===== EXTRACTED MATERIAL

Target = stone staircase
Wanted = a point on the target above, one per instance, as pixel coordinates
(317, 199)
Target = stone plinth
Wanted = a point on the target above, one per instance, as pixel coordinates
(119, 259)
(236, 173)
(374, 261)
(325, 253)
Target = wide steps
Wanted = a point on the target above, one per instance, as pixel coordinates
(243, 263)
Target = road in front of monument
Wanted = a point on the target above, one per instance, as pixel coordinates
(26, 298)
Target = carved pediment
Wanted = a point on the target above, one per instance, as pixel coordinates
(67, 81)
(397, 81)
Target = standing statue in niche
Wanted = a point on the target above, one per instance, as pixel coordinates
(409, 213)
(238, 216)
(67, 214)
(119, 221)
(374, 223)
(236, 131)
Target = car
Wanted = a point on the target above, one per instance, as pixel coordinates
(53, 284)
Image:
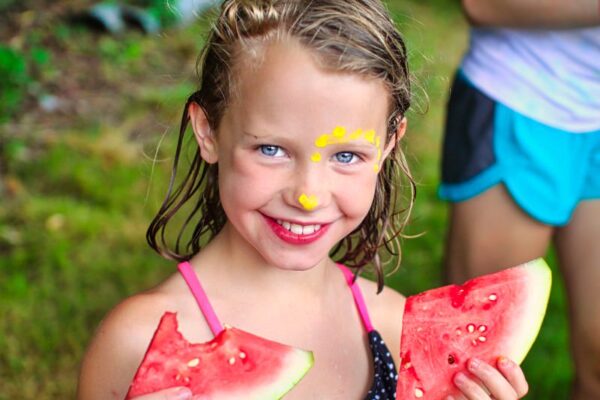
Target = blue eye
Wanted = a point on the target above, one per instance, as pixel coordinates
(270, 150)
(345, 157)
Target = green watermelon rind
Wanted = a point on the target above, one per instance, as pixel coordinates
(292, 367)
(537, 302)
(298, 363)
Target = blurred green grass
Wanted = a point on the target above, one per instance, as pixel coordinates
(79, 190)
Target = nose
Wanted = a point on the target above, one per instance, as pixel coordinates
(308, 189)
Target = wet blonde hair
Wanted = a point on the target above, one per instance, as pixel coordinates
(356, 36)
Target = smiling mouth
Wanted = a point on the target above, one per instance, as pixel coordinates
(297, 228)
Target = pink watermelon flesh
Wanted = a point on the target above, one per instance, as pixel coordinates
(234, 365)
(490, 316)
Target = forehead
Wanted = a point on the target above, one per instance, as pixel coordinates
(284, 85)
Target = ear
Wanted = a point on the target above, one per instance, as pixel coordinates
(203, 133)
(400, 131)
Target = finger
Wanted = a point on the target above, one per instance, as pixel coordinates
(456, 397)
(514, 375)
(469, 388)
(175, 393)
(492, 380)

==========

▸ TASK DIRECTIONS: All lines above holding the word "watermelon" make up the answer; copy each one.

▸ ANSWER SPACE:
Target = green watermelon rind
Target = pink watermelon flesh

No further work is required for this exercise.